Supplied passage:

──────────

By the end of 2010, the Brazilian National Confederation of Industry (NCI), in fact, made it clear that the "currency war" had become the third most pressing concern of major Brazilian industrialists, topped only by their dissatisfaction with high taxes and cut-throat competition (G1-Valor Online 2010). In 2011, the chairman of the NCI pressured the government for policy changes, requesting "urgent measures" to stop the fall of the value of the dollar (Folha de São Paulo 2011). A report commissioned by the Federation of the Industries of the State of São Paulo (FISSP) also made it explicit that analysis of exchange rate data indicated exchange rate depreciation would result in significant increase of the GDP per capita. Moreover, an article published by the chief economist at the FISSP (Fonseca 2010) insisted that a dangerous process of "deindustrialization of Brazilian exports" was taking place: a fall in the exports of manufactured products as a share of total exports. In his article, the chief economist of FISSP characterized such deindustrialization of exports as a direct result both from Chinese exchange rate misalignment and from "the choice made by the U.S. of dumping more than 600 billion dollars in the economy (quantitative easing 2)" (Fonseca 2010).

──────────

Activity 1:
From the listing below, list each line that contains the string "rough", matching case exactly.

──────────

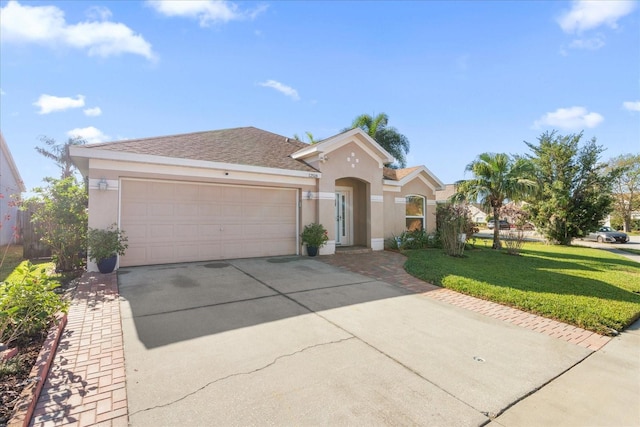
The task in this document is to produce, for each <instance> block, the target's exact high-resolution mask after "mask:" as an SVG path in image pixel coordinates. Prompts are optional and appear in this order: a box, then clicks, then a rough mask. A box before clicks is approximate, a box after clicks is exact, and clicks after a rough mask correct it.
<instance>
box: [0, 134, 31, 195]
mask: <svg viewBox="0 0 640 427" xmlns="http://www.w3.org/2000/svg"><path fill="white" fill-rule="evenodd" d="M0 150H1V151H2V157H4V158H5V160H6V161H7V164H8V165H9V169H10V170H11V174H12V175H13V179H14V180H15V182H16V184H17V185H18V190H20V192H23V191H27V189H26V187H25V186H24V182H22V177H21V176H20V171H18V167H17V166H16V163H15V162H14V160H13V156H12V155H11V151H9V146H8V145H7V142H6V141H5V140H4V136H3V135H2V132H0Z"/></svg>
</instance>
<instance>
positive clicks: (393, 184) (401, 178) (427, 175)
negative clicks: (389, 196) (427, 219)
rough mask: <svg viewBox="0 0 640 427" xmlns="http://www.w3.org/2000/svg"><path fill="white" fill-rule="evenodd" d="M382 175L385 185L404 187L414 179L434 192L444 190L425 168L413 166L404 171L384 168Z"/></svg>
mask: <svg viewBox="0 0 640 427" xmlns="http://www.w3.org/2000/svg"><path fill="white" fill-rule="evenodd" d="M383 174H384V180H385V184H391V185H398V186H404V185H405V184H407V183H408V182H410V181H412V180H414V179H420V180H421V181H423V182H424V183H425V184H427V185H428V186H429V187H430V188H431V189H433V190H434V191H435V190H441V189H443V188H444V184H443V183H442V181H440V180H439V179H438V177H436V176H435V175H434V174H433V173H432V172H431V171H430V170H429V169H427V167H426V166H414V167H412V168H405V169H391V168H384V170H383Z"/></svg>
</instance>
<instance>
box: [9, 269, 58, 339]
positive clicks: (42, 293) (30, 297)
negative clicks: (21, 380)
mask: <svg viewBox="0 0 640 427" xmlns="http://www.w3.org/2000/svg"><path fill="white" fill-rule="evenodd" d="M58 286H60V283H58V282H57V281H56V280H53V279H51V278H50V277H49V275H48V274H47V272H46V269H45V268H43V267H39V266H36V265H33V264H31V263H30V262H28V261H27V262H25V263H23V264H22V265H20V266H19V267H17V268H16V271H15V273H14V275H12V279H11V281H6V282H2V283H0V342H2V343H4V344H6V345H9V343H11V342H12V341H15V340H16V339H18V338H20V337H23V336H30V335H33V334H35V333H37V332H39V331H42V330H44V329H46V328H47V327H48V326H49V325H50V324H51V322H52V321H53V320H54V319H55V315H56V313H58V312H60V311H63V312H66V310H67V308H68V302H67V301H65V300H64V299H63V298H62V296H61V295H58V294H57V293H55V292H54V289H55V288H57V287H58Z"/></svg>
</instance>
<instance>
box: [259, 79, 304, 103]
mask: <svg viewBox="0 0 640 427" xmlns="http://www.w3.org/2000/svg"><path fill="white" fill-rule="evenodd" d="M258 84H259V85H260V86H262V87H270V88H273V89H275V90H277V91H278V92H280V93H283V94H285V95H286V96H288V97H290V98H291V99H293V100H295V101H297V100H299V99H300V96H299V95H298V91H297V90H295V89H294V88H292V87H291V86H287V85H285V84H282V83H280V82H278V81H275V80H267V81H266V82H262V83H258Z"/></svg>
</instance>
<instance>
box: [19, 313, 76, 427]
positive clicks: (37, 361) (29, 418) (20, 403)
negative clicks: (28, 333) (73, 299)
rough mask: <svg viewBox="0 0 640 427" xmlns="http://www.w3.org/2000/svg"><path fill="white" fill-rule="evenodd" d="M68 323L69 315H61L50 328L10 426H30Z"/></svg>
mask: <svg viewBox="0 0 640 427" xmlns="http://www.w3.org/2000/svg"><path fill="white" fill-rule="evenodd" d="M66 324H67V315H62V316H60V317H59V318H58V319H57V321H56V323H55V324H54V325H53V326H52V327H51V328H50V329H49V332H48V334H47V338H45V340H44V343H43V344H42V348H41V349H40V353H39V354H38V359H37V360H36V363H35V364H34V365H33V367H32V368H31V372H30V373H29V381H32V382H30V383H29V384H27V385H26V386H25V388H24V389H23V390H22V393H20V397H19V398H18V404H16V406H15V409H14V414H13V416H12V417H11V419H10V420H9V423H8V424H7V426H8V427H18V426H25V427H26V426H28V425H29V422H30V421H31V417H32V415H33V411H34V410H35V408H36V403H37V402H38V397H39V396H40V392H41V391H42V387H43V386H44V383H45V380H46V378H47V374H48V373H49V368H50V366H51V362H52V361H53V356H54V355H55V352H56V349H57V348H58V342H59V341H60V336H61V335H62V330H63V329H64V327H65V325H66Z"/></svg>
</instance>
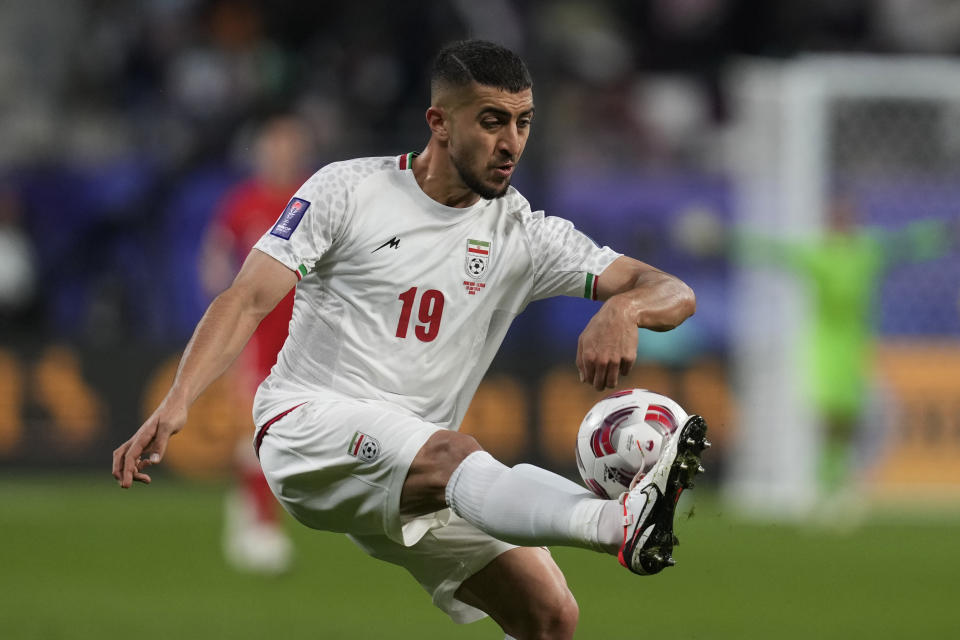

──────────

Activity 2:
According to the passage on Brazilian industry and the "currency war," which two concerns ranked above it for major Brazilian industrialists by the end of 2010?

Output 1:
The task in this document is to produce, for each <instance> block, the target's exact high-resolution mask after "mask:" as an SVG path in image pixel coordinates. Prompts are optional and appear in this order: a box, then clicks, then a rough mask. A box before clicks is approximate, a box after clicks is exact, and clicks after a rough mask correct it.
rough mask: <svg viewBox="0 0 640 427" xmlns="http://www.w3.org/2000/svg"><path fill="white" fill-rule="evenodd" d="M382 175L385 185L404 187L414 179L434 192L444 190L425 168L413 166L404 171L384 168Z"/></svg>
rough mask: <svg viewBox="0 0 640 427" xmlns="http://www.w3.org/2000/svg"><path fill="white" fill-rule="evenodd" d="M68 323L69 315H61L50 328L10 426H30Z"/></svg>

Output 2:
High taxes and cut-throat competition.